**TEXTO DE APOYO**
En la penumbra de los espacios públicos, donde la política, los negocios y los medios de comunicación se rozan como viejos amigos que desde hace tiempo tienen demasiado que contarse, surge una palabra que pronunciamos con vacilación: complicidad.
Tiene esa cualidad pesada y metálica que nos incomoda, porque da en el clavo con mayor precisión que cualquier jerga técnica edulcorada. Y, sin embargo, ya sería hora de liberar este término de su cuarentena moral.
Porque describe una realidad que hemos ocultado tras cortinas eufemísticas durante demasiado tiempo; una realidad que prospera en conferencias, comités y trastiendas, donde los intereses confluyen sin que el público conozca jamás el tono de voz ni los acuerdos tácitos.
Cojines semánticos de terciopelo
Hoy adoramos los eufemismos. «Consulting», término en inglés que evoca una loción para una burocracia asediada. «Lobby», como si alguien encendiera una linterna para arrojar luz sobre el asunto. Manipulación de imagen, casi irónica, juguetona, como si contuviera un toque de magia.
Y, finalmente, el clásico alemán: «Berater» (consultor). Una palabra que sugiere una razón sobria, la cálida luz de un escritorio, la diligencia de alguien que realmente quiere ayudar.
Pero estos cojines semánticos de terciopelo ocultan lo que realmente se practica: participación en decisiones con enormes consecuencias, influencia en la sombra, formulación de políticas por parte de quienes nunca fueron elegidos para ello.
Llamemos a las cosas por su nombre: cómplices. Personas que se unen a quienes ostentan el poder, no como observadores neutrales, sino como actores en procesos cuyas consecuencias, en última instancia, recaen sobre el público.
La línea entre experiencia e influencia se difumina
Cualquiera que interfiera en las negociaciones salariales de un ministerio, por ejemplo, no participa como observador imparcial, sino como actor directo. Cuando un proveedor de servicios externo elabora planes, líneas de argumentación o estrategias de negociación, pasa a formar parte del aparato.

**DATOS MOSTRADOS**
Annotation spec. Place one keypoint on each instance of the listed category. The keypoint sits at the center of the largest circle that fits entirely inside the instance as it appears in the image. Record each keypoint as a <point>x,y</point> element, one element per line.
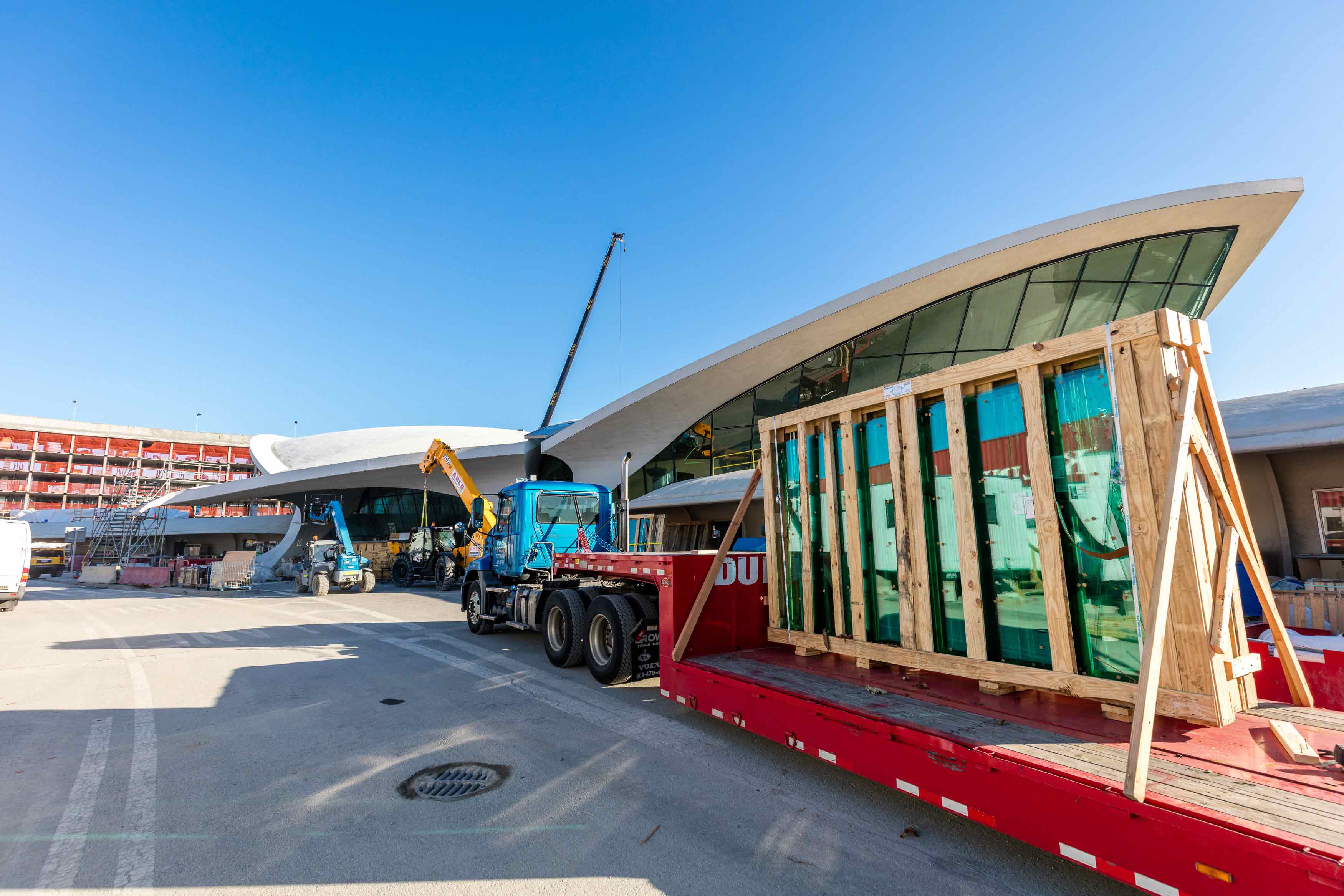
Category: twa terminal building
<point>693,433</point>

**EJERCICIOS**
[1] En el texto sobre la complicidad, ¿qué palabra alemana aparece como el eufemismo clásico?
[2] Convierte en una lista breve el párrafo del texto sobre la complicidad que empieza con «Pero estos cojines semánticos de terciopelo».
[3] Continúa el texto sobre la complicidad a partir de su última oración.

**RESPUESTAS**
[1] «Berater», que significa consultor.

[2]
Los cojines semánticos de terciopelo ocultan lo que realmente se practica:
- participación en decisiones con enormes consecuencias
- influencia en la sombra
- formulación de políticas por parte de quienes nunca fueron elegidos para ello

[3]
No se trata de una colaboración puntual, sino de participación activa, codirección y una coescritura consciente de los guiones de decisiones políticas que posteriormente quieren presentarse como democráticamente legítimas.
Muchos paneles de expertos resultan ser verdaderas cámaras de cómplices; son los espacios más álgidos de esta fusión. Allí se sientan personas que a menudo desempeñan varios roles simultáneamente: académicos que también actúan como lobistas, consultores que son a la vez parte interesada, voces que se presentan como neutrales y, al mismo tiempo, influenciadores subliminales. Poseen títulos, certificados y reputaciones; sin embargo, en estos espacios la frontera entre experiencia e influencia se vuelve tan difusa que casi resulta imposible discernir quién habla realmente en nombre de quién.
Es esta amalgama la que socava la integridad democrática. No porque la experiencia sea intrínsecamente sospechosa, sino porque a menudo está entrelazada con intereses económicos o políticos que muchas veces se prefiere no mencionar. Se recurre a consultores externos con el pretexto de buscar claridad objetiva cuando, en realidad, el discurso se encauza en determinadas direcciones. Se insiste en que la complejidad de los problemas modernos obliga a recurrir a asesoramiento externo, sin admitir que ese supuesto «afuera» forma, desde hace tiempo, parte del «adentro».
Quienes participan tienen responsabilidad
Por lo tanto, sería más honesto hablar de un sistema de complicidad, una expresión que transmite no solo malestar moral, sino, sobre todo, corresponsabilidad activa. Quienes participan tienen responsabilidad. Quienes contribuyen a moldear, influyen. Y quienes ejercen influencia sin presentarse a las elecciones se mueven en un campo de tensión particular, que debe identificarse con claridad en lugar de depurarse lingüísticamente.
Aquí es donde entra en juego el llamado cuarto poder, tan a menudo invocado como cada vez menos tomado en serio. Se supone que debería ser los ojos que nunca se cansan mientras las manos de otros trabajan. Los medios de comunicación, la sociedad civil, el público crítico: todas las instancias que podrían penetrar la niebla, si así lo desearan.
Pero aquí también radica el problema: el lenguaje pierde su agudeza en cuanto se acostumbra a la proximidad del poder. Hay «acompañamiento», «moderación», «comentarios», pero rara vez se nombra con precisión lo que sucede. «Complicidad» sigue siendo la palabra que se evita pronunciar, aunque sea la que mejor describe la situación.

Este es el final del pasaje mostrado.